There’s No Future in the Past
Recently I visited nine different dealerships in a two-week time frame. My purpose was to listen and conversationally assist those dealers in dealing with issues plaguing their stores. So many things clamor for our attention in dealerships but few truly deserve it. Interestingly enough, the similarities of their concerns were quite amazing and each deserve nothing less than our undivided attention.
The constants they asked my opinion on were as follows:
Attracting, hiring and retaining good employees
- Developing consistent profit and customer relationship processes
- Development and growth of all team members (proper training for all departments)
- Customer service training (for all team members who have a customer touch point)
- Leadership understanding and implementation for their management team
- Getting all departments to understand and participate in managing the numbers
For years now, I have seen countless dealerships and dealer groups invest tons of money into heavy advertising, non-essential technologies, shiny objects and notably, large inflatable animals, most often in the likeness of King Kong. For the most part, are these investments (costs) returning a reasonable ROI?
“The individual talents in your store are paled by the sum of those talents working together.”
I guess one could argue when a couple is driving down the highway and the wife says “hey there is a giant dinosaur lets go buy a new car.” When I asked a dealer friend who is a rather good golfer about this, without a hesitation he said, “Chuck, you drive for show, and putt for dough.” Even though he may play more golf than I’d like (his bad day is a 79), he had a great point. Your go-for-broke long drive advertising and your inflatable King Kong are all for show.
So, my goal for this article is to help your putting, or in other words help direct your investment to, as my friend said “Putt for dough!” Now, what exactly does it mean to putt for dough? In short, it is the discipline to allocate your recourses, both time and financial, to your dealership where they will generate the greatest return, and not necessarily where it will generate the most fame or locker room “raw, raw.”
By far, the best place to practice your putting is with your team members. Nearly every dealer principal I speak with agrees that their most valuable resource is the men and women serving their dealership. If you agree as well, but you are not doing enough to help your people grow, you are not showing the courage to improve your bottom line.
From my perspective, there are several ways to invest in your dealership and the following are just a few:
Training Your Team
Not all training is equal; not by a long shot! With that said, you need to find a training firm that has a 21st Century approach to training. In the mid to late 20th century, selling involved marketing a product based on features, performance, and status relative to substitutes. This type of selling relied on information asymmetry where the selling agent knew more than the purchaser. But thanks in large part to the Internet information revolution; information asymmetry is drying up fast. And because of this, selling has, and is continuing to change. This is why it is imperative that you interview your training approach with the highest possible scrutiny. The last thing you want to do is pay someone to teach your team skills that are outdated, overused car stuff, ethically challenged or simply flat out wrong. To help you find the right training firm, I’ve created a list of essential classes your staff needs.
- 21st Century Communication Skills. It all starts with our words.
- Behavioral pattern identification for adaptability and flexibility in dealing with the variety of different customer personalities.
- CRM process and due diligence training. Mining the wealth of opportunities in your database especially “Orphan Owners.” Stop and count how many customers you have and most likely, 40% of them are orphans. Need a special process though to do it right.
- Contemporary Telephone skills for everyone who touches a customer. In today’s marketplace, roughly 75 to 80% of opportunities require solid phone skills.
--
→ **What to do**: Proceed with the article on dealership investment, beginning right after its final sentence. The records after this point are separate material with no connection to the article.

→ **Material supplied**:
--
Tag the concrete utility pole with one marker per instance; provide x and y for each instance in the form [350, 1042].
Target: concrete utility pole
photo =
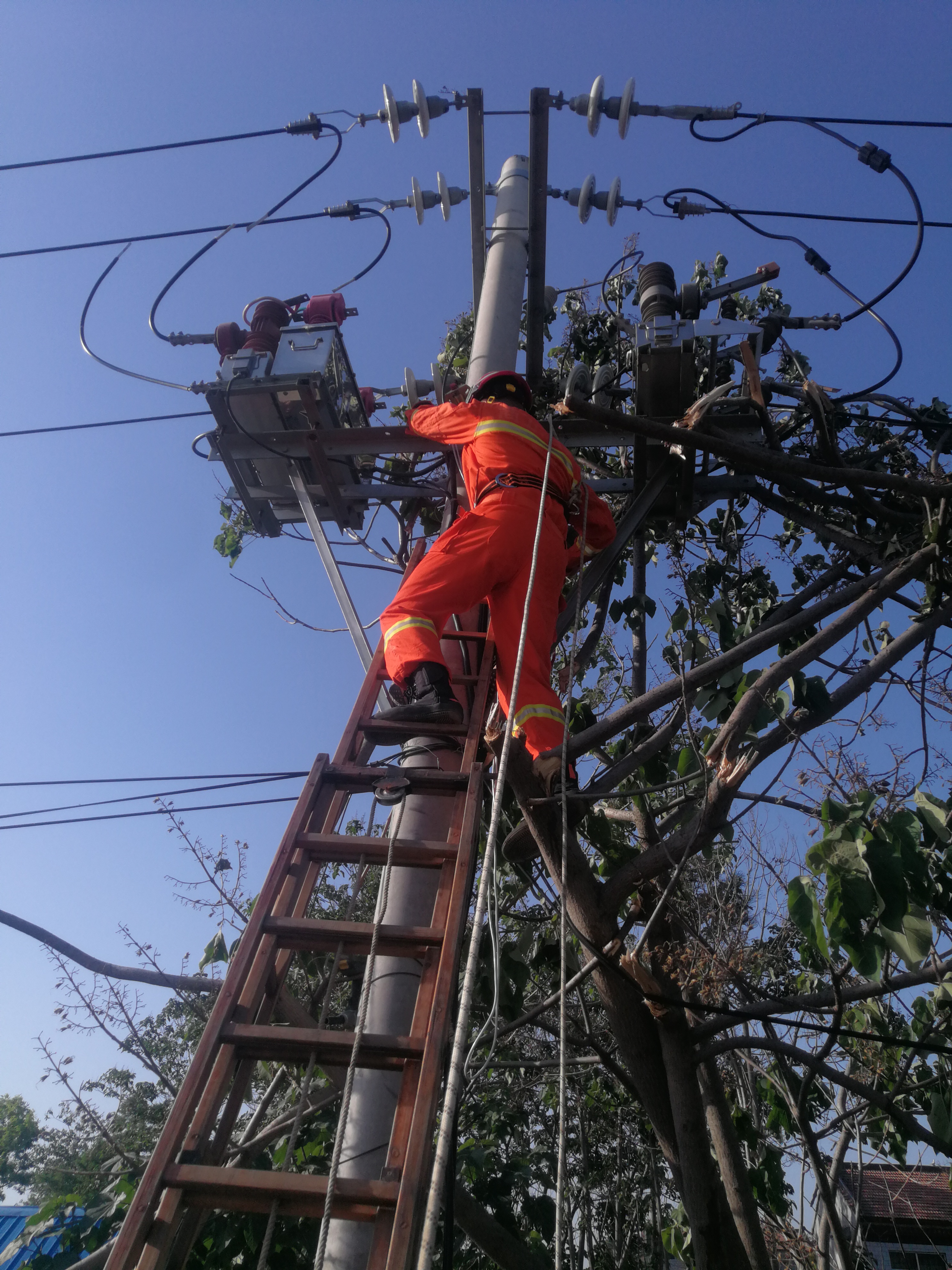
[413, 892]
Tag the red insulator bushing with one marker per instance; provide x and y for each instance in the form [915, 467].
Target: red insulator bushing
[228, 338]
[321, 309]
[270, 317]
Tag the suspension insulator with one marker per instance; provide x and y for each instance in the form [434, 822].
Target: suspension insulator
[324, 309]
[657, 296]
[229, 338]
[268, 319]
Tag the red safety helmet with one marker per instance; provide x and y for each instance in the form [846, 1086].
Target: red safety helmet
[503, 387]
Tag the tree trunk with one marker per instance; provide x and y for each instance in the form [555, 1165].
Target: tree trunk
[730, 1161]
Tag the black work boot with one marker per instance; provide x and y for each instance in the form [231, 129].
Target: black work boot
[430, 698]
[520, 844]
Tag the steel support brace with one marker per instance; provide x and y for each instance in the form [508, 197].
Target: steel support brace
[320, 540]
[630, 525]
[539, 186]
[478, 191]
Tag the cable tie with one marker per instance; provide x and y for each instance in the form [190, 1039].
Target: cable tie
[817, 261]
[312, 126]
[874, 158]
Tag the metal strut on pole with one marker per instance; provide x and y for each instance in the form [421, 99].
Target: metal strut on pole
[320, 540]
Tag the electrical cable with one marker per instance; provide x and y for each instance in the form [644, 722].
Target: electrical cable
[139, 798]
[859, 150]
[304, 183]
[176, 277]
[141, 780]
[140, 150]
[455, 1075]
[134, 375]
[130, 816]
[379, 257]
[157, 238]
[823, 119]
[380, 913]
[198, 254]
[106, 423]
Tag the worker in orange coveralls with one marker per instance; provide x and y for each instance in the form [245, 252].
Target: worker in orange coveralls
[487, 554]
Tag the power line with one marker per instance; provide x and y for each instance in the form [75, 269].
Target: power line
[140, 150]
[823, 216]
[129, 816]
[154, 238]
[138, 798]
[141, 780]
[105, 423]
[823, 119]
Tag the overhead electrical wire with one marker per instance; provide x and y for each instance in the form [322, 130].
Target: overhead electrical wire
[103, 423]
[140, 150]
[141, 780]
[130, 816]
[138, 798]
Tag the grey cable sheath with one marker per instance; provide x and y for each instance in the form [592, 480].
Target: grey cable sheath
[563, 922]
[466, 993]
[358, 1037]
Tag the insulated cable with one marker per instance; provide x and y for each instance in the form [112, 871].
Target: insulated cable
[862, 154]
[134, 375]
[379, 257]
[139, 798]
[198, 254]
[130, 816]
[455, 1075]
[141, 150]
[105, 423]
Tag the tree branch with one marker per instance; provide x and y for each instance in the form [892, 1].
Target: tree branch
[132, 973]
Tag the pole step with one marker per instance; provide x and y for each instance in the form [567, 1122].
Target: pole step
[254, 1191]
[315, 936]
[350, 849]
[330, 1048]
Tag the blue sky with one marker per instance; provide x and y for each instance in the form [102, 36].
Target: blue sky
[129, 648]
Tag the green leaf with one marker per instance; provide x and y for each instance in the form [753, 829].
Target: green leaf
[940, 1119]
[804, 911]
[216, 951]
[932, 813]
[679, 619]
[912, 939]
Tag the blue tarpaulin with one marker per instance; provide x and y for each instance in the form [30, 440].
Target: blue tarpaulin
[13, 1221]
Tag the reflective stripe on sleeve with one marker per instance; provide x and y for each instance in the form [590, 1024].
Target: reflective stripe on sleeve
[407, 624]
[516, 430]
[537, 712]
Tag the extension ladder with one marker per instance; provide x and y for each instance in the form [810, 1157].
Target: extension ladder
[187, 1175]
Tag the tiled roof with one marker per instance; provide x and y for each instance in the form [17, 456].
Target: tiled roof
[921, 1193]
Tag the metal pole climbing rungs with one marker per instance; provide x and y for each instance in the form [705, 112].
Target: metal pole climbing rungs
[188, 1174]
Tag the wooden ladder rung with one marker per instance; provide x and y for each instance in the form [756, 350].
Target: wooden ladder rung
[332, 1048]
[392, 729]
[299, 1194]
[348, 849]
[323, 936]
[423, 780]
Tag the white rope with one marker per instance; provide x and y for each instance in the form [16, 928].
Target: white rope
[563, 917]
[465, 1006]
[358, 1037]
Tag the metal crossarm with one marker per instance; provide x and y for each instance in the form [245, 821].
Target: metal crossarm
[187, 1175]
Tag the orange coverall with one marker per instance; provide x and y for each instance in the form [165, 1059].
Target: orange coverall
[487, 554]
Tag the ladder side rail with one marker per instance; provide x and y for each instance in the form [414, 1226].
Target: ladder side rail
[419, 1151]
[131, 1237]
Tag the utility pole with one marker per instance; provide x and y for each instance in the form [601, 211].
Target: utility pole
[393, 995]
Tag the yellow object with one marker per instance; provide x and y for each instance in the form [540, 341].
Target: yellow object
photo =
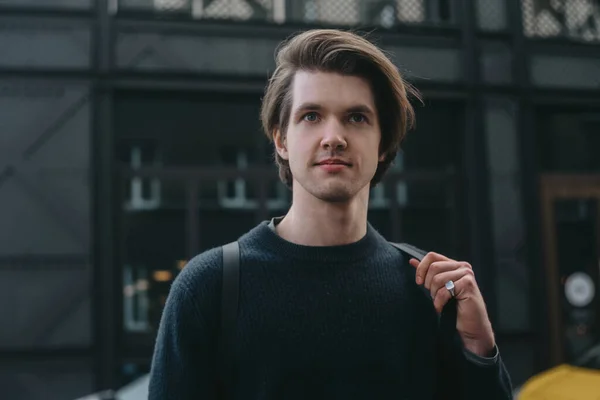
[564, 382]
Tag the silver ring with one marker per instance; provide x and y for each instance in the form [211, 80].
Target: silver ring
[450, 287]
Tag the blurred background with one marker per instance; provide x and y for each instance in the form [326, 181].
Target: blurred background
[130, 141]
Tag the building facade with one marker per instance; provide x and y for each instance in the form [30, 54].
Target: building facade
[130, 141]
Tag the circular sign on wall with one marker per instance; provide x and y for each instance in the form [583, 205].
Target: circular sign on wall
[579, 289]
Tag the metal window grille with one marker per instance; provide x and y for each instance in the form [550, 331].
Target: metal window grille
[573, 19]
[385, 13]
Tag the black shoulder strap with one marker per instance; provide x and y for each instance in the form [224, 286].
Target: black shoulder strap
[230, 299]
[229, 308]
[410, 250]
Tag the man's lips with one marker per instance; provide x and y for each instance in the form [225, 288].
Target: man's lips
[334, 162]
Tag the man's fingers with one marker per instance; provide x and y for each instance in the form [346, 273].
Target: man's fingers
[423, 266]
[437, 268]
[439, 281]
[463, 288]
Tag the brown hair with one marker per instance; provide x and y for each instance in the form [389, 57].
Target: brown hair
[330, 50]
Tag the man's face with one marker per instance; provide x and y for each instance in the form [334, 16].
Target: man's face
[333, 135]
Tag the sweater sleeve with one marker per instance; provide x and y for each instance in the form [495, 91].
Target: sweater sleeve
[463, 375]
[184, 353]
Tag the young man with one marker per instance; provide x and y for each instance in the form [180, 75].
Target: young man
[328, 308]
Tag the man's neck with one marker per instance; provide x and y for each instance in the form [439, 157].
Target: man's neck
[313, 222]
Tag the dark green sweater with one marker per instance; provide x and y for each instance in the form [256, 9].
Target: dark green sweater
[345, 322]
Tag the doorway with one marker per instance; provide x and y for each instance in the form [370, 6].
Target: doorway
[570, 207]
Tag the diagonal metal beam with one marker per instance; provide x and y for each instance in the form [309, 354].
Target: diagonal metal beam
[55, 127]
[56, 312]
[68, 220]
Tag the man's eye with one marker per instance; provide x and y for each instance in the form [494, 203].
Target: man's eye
--
→ **Task response**:
- Prospect follow-up management discipline. Around 80% of selling opportunities remain unsold. An “unsold” is only an opportunity waiting to happen.
- The Fine Art of Negotiating & Closing. It all hinges upon this critical moment.
- Leadership Development Training. It takes “growing managers to grow team members.” If management is not growing then your people nor your store will grow!
Key Point: The clincher here is you and the leadership team must stay the process course to learn and support these new endeavors or else you are wasting your time. If you want a road map towards ideas send me an email.
Hiring Your Team
Attrition is the nature of any business, and even the best teams loose people. When this happens to your team, save time and money by hiring a solid principle based recruiting firm. But just like training firms, finding a recruiting firm that will find, nurture, and deliver the best people possible is a tough job. Think of this search as practicing those 4-foot knee-knockers, but the result will be more dough for you in the end. Here is my short list to use when searching for the right recruiting firm.
- I personally like on-line firms who utilize technology and therefore have a presence and pull from all the jobs sites. If you want a recommendation based on my experience, send me an email.
- Ask if they have a one-time per recruit fee, or if they offer a performance charge.
- Discover their recruitment process, and use your gut. If their process appears to trick potential employees, find a different firm. But if their process is straightforward with mechanisms for discouraging poor performers, you have found your recruiting firm.
- Do they have a website that thoroughly exposes processes and is well presented? If they have this in place then the likelihood of this firm’s approach most likely will be solid as well. Also look for credibility and references.
Once you find a recruiting company that meets your requirements, stop spending money on advertising for employees. If you reallocate that budget to your recruiting firm, you will end up with more, higher quality people to serve your dealership. And, save time in the process.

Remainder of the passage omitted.